■ Задание ■
Воспроизведите без изменений отрывок из текста о Васантасене: от слов «как восславил бы» до слов «простоту ее души.» включительно.

■ Текст страницы ■
* * *

Но где же во всей мировой литературе сыщется второй такой образ, весь сотканный из светлой прелести, из нежных лунных лучей, как героиня этой пьесы, благородная баядера Васантасена, «столь чуждая нравам баядер»? Где во всей мировой драматургии найдется девушка, в которой, как в чистейшем соцветии, соединились бы тончайшая изысканность и прелестнейшее лукавство, благороднейшая гармоничная культура и веселый, естественный такт? Гете, приветствовавший Сакунталу стихами:

Если ты хочешь иметь цвет и плод в единую пору —То, что чарует твой взор, то, что питает тебя,Если ты небо и твердь желаешь обнять одним словом,Вспомню Сакунталу я, этим все сказано вмиг, —

как восславил бы он «Васантасену», если бы по несчастной случайности это произведение не попало ему в руки напечатанным столь небрежно, что это явилось «непреодолимым препятствием для чтения». Жизнь баядеры не отвечает нраву Васантасены, она стала ею только потому, что над ней тяготеет рождение, принадлежность к касте. Она гетера в аттическом понимании[79], владеющая всеми искусствами, одухотворенная всеми утонченностями культуры, достигшей пышного расцвета, и при этом она очаровательно естественна. Васантасена окружена поклонниками, как ни одна женщина в городе, она владычица сказочно роскошного дворца, но губительное влияние вожделенного и презренного блеска не в силах испортить очаровательную простоту ее души.

* * *

■ Исходные данные ■
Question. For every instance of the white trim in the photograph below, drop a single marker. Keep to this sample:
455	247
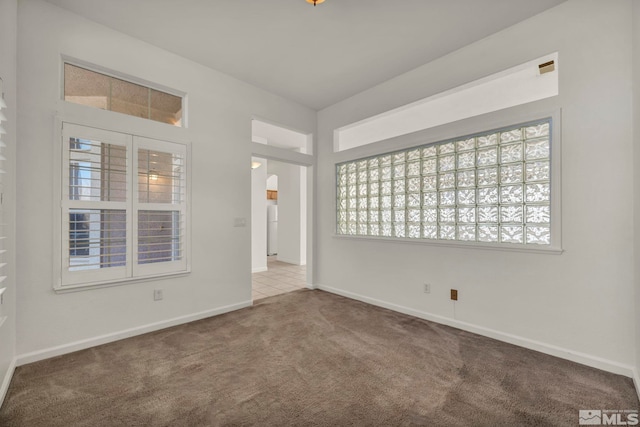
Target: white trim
553	350
23	359
4	387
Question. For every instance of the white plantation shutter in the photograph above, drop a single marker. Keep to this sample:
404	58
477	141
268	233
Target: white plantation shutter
124	207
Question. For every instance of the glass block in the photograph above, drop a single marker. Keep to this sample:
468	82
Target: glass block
447	163
447	215
413	155
467	160
511	194
467	144
537	193
413	231
538	214
413	169
538	235
429	166
488	233
467	197
363	229
413	185
537	149
430	215
374	203
467	179
385	202
374	188
398	157
488	214
537	171
446	148
467	233
488	196
429	182
537	130
430	231
467	215
487	140
511	173
511	213
447	198
352	229
399	170
447	180
385	187
511	153
353	191
429	151
413	200
385	172
487	176
488	157
447	232
511	234
430	199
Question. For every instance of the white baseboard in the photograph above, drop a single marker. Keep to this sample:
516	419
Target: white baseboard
6	381
35	356
563	353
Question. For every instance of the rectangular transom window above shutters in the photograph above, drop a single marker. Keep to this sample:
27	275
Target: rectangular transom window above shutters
124	207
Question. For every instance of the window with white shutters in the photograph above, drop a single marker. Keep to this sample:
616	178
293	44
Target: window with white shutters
124	207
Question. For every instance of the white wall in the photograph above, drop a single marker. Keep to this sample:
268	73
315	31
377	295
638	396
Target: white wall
219	112
292	201
574	305
8	63
259	217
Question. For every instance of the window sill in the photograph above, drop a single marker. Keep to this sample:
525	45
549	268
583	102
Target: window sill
61	289
550	250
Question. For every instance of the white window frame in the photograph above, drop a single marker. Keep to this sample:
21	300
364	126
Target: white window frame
98	129
473	126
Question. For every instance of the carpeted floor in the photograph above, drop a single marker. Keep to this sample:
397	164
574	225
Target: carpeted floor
309	358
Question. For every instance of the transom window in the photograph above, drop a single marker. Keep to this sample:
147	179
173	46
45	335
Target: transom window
492	188
124	207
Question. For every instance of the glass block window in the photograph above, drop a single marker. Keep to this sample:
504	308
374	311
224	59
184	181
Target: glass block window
493	187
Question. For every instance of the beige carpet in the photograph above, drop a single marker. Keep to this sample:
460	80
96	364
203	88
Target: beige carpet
309	358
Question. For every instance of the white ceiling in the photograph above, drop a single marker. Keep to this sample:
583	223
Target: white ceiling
316	56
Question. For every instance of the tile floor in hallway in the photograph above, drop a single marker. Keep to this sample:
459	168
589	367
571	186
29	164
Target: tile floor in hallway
279	279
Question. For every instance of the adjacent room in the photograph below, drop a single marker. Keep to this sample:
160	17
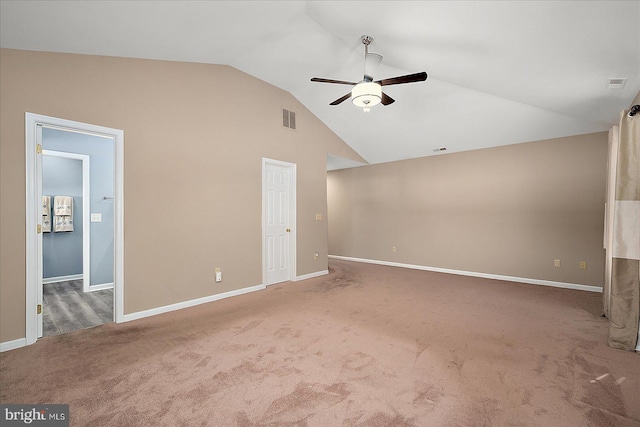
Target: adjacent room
357	213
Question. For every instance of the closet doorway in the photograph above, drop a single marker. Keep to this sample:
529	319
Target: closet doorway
77	250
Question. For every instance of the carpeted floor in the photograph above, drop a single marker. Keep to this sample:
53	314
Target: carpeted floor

* * *

■ Итоговый ответ ■
как восславил бы он «Васантасену», если бы по несчастной случайности это произведение не попало ему в руки напечатанным столь небрежно, что это явилось «непреодолимым препятствием для чтения». Жизнь баядеры не отвечает нраву Васантасены, она стала ею только потому, что над ней тяготеет рождение, принадлежность к касте. Она гетера в аттическом понимании[79], владеющая всеми искусствами, одухотворенная всеми утонченностями культуры, достигшей пышного расцвета, и при этом она очаровательно естественна. Васантасена окружена поклонниками, как ни одна женщина в городе, она владычица сказочно роскошного дворца, но губительное влияние вожделенного и презренного блеска не в силах испортить очаровательную простоту ее души.